§ **Activities**:
A: In the bank stocks passage, by how much had the regional bank index declined from the start of the year by March 2020?
B: Reproduce the bank stocks passage word for word from "Last year was" to "return to normal.".
C: Continue the bank stocks passage from the point where it ends.

Given text START

Is the Bank Rally Over?

Last year was a rollercoaster for bank stocks. We were fortunate to be underweight the sector relative to our history heading into the pandemic. By March 2020, the regional bank index declined over 50% from the start of the year as the pandemic instilled fears of a major recession and credit losses not seen since the Great Financial Crisis. You may recall we began to warm back up to banks during Q3 2020 for a number of reasons and significantly increased net exposure. From the end of Q3 2020 to now, the regional bank index has increased 86% due to unprecedented stimulus, higher rates, the mass vaccination effort, benign credit quality, and a gradual return to normal.

Given text END
Data provided START

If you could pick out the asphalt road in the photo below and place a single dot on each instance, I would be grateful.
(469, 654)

Data provided END
Data provided START

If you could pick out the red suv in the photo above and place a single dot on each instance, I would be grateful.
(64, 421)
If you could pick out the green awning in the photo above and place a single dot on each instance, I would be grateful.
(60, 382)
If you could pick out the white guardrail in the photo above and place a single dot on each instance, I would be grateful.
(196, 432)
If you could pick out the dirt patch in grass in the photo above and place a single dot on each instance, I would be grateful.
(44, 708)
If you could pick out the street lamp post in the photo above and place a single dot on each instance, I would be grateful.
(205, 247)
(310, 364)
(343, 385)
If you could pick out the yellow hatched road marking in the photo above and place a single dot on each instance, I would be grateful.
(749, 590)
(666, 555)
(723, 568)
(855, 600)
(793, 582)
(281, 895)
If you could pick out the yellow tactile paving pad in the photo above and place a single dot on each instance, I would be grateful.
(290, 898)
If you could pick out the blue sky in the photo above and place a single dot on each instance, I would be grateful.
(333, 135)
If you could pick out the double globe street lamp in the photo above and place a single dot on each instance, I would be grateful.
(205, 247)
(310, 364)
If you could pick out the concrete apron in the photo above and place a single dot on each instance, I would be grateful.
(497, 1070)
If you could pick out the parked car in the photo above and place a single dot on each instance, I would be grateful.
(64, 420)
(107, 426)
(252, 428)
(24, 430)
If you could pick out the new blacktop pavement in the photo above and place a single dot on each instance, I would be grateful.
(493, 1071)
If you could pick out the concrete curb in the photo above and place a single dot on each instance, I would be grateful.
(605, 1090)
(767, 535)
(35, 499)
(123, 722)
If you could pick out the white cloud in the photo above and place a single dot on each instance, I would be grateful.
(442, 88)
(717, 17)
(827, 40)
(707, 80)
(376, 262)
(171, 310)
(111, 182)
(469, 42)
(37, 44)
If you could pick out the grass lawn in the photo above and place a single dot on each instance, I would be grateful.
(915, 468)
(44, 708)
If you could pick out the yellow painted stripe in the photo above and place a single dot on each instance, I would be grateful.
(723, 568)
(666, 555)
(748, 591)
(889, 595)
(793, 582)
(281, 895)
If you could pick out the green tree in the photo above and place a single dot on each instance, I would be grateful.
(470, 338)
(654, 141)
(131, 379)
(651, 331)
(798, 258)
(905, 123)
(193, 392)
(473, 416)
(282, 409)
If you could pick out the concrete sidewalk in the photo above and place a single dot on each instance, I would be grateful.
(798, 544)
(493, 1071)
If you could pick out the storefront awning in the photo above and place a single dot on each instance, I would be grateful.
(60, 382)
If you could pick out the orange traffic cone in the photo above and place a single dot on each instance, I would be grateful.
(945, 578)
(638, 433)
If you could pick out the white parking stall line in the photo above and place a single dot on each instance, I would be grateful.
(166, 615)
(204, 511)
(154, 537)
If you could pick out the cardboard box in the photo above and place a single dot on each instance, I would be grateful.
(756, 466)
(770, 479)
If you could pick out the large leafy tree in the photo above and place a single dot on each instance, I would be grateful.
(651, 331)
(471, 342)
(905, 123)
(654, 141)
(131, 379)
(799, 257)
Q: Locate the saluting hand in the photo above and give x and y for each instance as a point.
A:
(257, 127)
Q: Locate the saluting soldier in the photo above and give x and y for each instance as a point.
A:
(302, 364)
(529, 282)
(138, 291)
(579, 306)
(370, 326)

Data provided END
Data provided START

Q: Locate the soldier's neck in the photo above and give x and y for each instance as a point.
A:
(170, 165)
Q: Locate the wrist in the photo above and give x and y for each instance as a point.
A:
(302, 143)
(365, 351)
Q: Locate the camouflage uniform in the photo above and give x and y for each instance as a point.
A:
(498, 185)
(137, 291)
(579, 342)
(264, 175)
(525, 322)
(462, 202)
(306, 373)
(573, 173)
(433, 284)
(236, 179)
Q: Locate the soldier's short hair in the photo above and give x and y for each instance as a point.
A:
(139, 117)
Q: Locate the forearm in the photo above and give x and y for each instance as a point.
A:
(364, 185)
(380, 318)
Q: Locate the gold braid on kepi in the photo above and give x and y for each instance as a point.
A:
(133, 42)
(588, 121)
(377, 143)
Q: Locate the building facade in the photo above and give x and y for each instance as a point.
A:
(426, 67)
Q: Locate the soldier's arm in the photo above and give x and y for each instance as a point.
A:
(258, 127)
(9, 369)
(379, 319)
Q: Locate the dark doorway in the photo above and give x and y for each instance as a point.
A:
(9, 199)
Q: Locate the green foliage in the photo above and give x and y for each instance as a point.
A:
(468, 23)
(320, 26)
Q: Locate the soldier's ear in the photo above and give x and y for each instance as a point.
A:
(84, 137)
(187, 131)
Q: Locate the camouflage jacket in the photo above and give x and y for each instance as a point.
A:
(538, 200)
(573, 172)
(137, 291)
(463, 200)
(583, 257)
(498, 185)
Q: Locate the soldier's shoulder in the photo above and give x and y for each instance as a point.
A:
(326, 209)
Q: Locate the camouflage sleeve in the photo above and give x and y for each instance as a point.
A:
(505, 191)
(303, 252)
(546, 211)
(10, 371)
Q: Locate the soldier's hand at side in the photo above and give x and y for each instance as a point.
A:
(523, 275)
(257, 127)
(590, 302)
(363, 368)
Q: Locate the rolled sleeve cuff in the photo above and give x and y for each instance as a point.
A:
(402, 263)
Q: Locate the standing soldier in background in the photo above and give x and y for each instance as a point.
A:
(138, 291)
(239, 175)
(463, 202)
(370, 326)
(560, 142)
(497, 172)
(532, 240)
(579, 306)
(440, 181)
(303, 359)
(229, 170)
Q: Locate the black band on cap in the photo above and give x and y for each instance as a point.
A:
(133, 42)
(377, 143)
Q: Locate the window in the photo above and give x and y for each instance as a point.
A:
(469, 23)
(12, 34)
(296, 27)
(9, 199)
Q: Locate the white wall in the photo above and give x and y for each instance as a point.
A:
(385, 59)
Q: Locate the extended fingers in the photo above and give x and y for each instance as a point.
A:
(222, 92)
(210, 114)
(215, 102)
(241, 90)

Data provided END

§ **Task results**:
A: Over 50%.

B:
Last year was a rollercoaster for bank stocks. We were fortunate to be underweight the sector relative to our history heading into the pandemic. By March 2020, the regional bank index declined over 50% from the start of the year as the pandemic instilled fears of a major recession and credit losses not seen since the Great Financial Crisis. You may recall we began to warm back up to banks during Q3 2020 for a number of reasons and significantly increased net exposure. From the end of Q3 2020 to now, the regional bank index has increased 86% due to unprecedented stimulus, higher rates, the mass vaccination effort, benign credit quality, and a gradual return to normal.

C:
The stunning performance over the past six months begs to ask the question “is the bank rally over”? While the “easy money” has been made, we believe the sector has further upside. Arguably the largest source of potential upside is the continued improvement in the interest rate environment. Last year, the 10-year Treasury yield hit an intra-day low of 32 basis points in March and has since rallied to 164 basis points. A continued increase in the long end of the curve is beneficial to reinvestment rates on securities and loan yields to retail customers. Inflation concerns are also starting to influence the market and there is discussion of a Fed Funds hike in 2022 - the Dallas Fed President expects a rate hike next year along with three other FOMC members. This would be a boon to commercial banks which price commercial loans off short-term rates.

We are also encouraged by the resumption of bank merger activity in Q4 2020. In a post-COVID environment, achieving economies of scale and digital synergies via M&A (and internally for the matter) is a path to higher profitability. Based on conversations with management teams and commentary from investment bankers, we expect M&A to meaningfully accelerate.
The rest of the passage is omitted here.